+++ Source data +++

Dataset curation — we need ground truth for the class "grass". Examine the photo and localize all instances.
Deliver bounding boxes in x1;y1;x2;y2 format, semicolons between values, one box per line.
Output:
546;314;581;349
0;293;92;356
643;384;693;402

+++

Exercise description: Lay out the material above as a two-column CSV with the header columns "request" and "result", one row per request. Put each request's text and its answer in a single quoted field, with line breaks turned into spaces.

Result of this exercise:
request,result
"Dataset curation — we need ground truth for the class ""grass"". Examine the photo and localize all instances. Deliver bounding boxes in x1;y1;x2;y2 format, semicolons between values, one box per line. Output:","546;314;581;349 0;293;92;356 643;384;693;402"